▶ INSTRUCTIONS FOR THE TASK: Write out each of the rows below, keeping every line identical to the original.

[Dataset rows showing where objects appear]
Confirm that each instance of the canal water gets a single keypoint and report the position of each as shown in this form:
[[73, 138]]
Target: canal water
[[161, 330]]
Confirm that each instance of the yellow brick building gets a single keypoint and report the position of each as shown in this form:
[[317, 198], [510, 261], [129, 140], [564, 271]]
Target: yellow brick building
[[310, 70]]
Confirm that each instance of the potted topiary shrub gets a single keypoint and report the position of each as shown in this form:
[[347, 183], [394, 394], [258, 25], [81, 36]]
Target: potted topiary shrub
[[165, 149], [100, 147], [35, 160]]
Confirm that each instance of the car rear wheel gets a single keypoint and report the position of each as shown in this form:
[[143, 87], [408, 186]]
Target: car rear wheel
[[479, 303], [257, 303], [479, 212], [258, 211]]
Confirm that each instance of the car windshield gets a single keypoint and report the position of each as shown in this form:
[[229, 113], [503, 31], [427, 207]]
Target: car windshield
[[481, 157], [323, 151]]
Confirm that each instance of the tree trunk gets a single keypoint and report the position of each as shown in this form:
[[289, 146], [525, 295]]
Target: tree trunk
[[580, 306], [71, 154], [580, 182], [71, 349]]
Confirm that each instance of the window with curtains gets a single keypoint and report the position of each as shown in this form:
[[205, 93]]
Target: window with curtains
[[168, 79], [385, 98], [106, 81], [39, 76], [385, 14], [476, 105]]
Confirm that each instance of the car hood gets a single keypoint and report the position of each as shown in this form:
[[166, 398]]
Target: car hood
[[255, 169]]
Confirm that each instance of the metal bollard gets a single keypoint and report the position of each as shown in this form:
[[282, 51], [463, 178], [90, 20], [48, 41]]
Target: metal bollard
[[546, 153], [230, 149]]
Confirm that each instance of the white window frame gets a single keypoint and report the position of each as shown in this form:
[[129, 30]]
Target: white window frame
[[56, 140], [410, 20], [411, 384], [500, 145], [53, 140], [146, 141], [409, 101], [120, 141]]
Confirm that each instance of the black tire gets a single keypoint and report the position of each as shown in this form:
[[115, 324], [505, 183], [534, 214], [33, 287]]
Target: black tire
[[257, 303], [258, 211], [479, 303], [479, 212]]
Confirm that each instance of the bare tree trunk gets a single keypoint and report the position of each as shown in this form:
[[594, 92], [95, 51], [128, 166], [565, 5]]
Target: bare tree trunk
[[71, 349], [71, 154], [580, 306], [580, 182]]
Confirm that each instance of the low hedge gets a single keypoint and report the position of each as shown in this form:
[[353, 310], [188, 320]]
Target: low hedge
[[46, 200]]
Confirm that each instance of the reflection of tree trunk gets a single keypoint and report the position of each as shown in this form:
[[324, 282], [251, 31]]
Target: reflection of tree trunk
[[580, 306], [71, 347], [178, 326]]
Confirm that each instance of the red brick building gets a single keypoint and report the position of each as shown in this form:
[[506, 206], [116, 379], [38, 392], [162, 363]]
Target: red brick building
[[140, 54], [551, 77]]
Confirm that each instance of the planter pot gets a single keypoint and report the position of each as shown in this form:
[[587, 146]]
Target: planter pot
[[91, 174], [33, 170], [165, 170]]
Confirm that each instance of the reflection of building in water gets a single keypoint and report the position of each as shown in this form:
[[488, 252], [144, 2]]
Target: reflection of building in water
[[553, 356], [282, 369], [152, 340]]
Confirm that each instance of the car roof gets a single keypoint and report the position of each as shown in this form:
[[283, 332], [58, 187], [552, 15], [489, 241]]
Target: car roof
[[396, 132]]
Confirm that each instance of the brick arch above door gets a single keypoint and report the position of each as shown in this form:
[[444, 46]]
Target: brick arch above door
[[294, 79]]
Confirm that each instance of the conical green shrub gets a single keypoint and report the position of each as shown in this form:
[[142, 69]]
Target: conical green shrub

▶ SOLVED PROBLEM:
Confirm that each instance of the canal water gets a single keypoint and report the position of each as shown in this form:
[[73, 138]]
Target: canal water
[[161, 330]]
Confirm that each instance of the yellow brick building gets a single keypoint and report the position of each as shown in this form:
[[317, 198], [510, 261], [129, 140], [564, 271]]
Target: yellow brick building
[[310, 70]]
Confirm that each instance of the potted topiary shrub gets a single keypoint and report the position of each as shown in this form:
[[347, 183], [394, 394], [258, 25], [81, 36]]
Target: potted topiary shrub
[[165, 149], [100, 147], [35, 160]]
Confirm that each instance of the car rear wheel gets a single keypoint and report the position of each as shown in this form:
[[143, 87], [408, 186]]
Target: car rear wheel
[[479, 303], [257, 303], [479, 212], [258, 211]]
Confirm that each instance of the car windshield gets a single keypoint and report the position of each as shown in this form:
[[229, 113], [503, 31], [427, 207]]
Target: car windshield
[[481, 157], [323, 151]]
Confirm that each instance of the tree trunk gets a single keypoint and report the position of each as shown in this form:
[[289, 146], [525, 295]]
Target: tree trunk
[[580, 306], [71, 154], [580, 182], [71, 349]]
Confirm that each instance of the window with curtains gets a single keypoint and report the position of each as shown in this form:
[[205, 93]]
Target: window with curtains
[[168, 79], [385, 98], [106, 81], [39, 76], [385, 14], [476, 105]]
Confirm that each instance of the car hood gets a single keypoint and report the position of each as shown in this form:
[[166, 398]]
Target: car hood
[[255, 169]]
Confirm that each instance of the metal bollard gets a single keypoint and report the position of each as shown in this form:
[[282, 51], [463, 178], [90, 20], [48, 41]]
Target: metal bollard
[[546, 153], [230, 149]]
Confirm that each instance of the white window frame gets a single keypoint and report the position of each as shown in this form:
[[129, 30]]
Target: white window frame
[[56, 140], [410, 20], [411, 384], [500, 145], [53, 140], [146, 141], [409, 101], [120, 141]]
Confirm that each instance of the black tire gets a single keypoint and report the position of each as shown in this form:
[[115, 324], [505, 183], [534, 214], [33, 287]]
Target: black tire
[[257, 303], [258, 211], [479, 303], [479, 212]]
Confirm that each instance of the bare tree trunk gets a single keypoint and report the position of each as shown in this form:
[[594, 92], [95, 51], [128, 166], [565, 5]]
Target: bare tree trunk
[[71, 349], [71, 154], [580, 306], [580, 182]]
Confirm that each instance of the low hedge gets a single keypoint and report the position of each as shown in this form:
[[353, 310], [188, 320]]
Target: low hedge
[[46, 200]]
Confirm that each instance of the reflection of tree trunk gets a single keypoint and report the position of each as shown in this form:
[[324, 282], [251, 31]]
Target: reflection of tree trunk
[[580, 306], [71, 347], [178, 326]]
Confirm that each instance of the red brick building gets a single keypoint and report the position of each as shown in this form:
[[506, 206], [116, 379], [38, 392], [162, 363]]
Target: red brick building
[[140, 54], [551, 77]]
Confirm that each instance of the planter pot gets a single keypoint and report the position of each as shown in this form:
[[587, 146]]
Target: planter pot
[[91, 174], [33, 170], [165, 170]]
Confirm that each instance of the reflection of building in water gets a single keypoint and report the position of each as shown in this form:
[[488, 252], [144, 2]]
Target: reflection of building in water
[[553, 356], [282, 369], [152, 340]]
Confirm that each instance of the car roof gets a single keypoint and report the position of each as shown in this form:
[[283, 332], [58, 187], [552, 15], [489, 241]]
Target: car roof
[[396, 132]]
Confirm that each instance of the brick arch above door gets a single keypoint and report the position of each as shown in this form:
[[444, 46]]
Target: brick arch above door
[[294, 79]]
Confirm that each instance of the conical green shrub gets a single keypoint and report the position of each as shown in this form:
[[142, 69]]
Target: conical green shrub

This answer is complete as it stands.